» Written exercise:
Substitute "widest" for "thickest" in the listing below, from the line containing "Please locate the woman" through the end of the listing, and leave everything else unchanged. Return only those lines.

» Provided data:
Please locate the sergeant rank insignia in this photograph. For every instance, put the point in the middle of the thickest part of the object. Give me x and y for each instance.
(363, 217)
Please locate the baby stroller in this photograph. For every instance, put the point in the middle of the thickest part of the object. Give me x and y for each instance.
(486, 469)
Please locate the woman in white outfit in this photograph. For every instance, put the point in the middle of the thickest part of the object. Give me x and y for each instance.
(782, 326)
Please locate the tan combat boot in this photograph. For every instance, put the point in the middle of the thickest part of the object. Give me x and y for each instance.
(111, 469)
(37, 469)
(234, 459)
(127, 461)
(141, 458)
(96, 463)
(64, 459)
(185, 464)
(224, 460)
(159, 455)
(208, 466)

» Task result:
Please locate the woman in white outfit in this photograph. For every instance, put the point in the middle of the widest part of the object. Give me x and y for each instance.
(782, 326)
Please locate the tan combat boot in this photograph. For every instance, put the point in the middle of the widest part of the object. Give me x and y for each instance.
(111, 469)
(37, 469)
(234, 459)
(127, 461)
(141, 458)
(96, 463)
(64, 459)
(185, 464)
(224, 460)
(159, 455)
(208, 466)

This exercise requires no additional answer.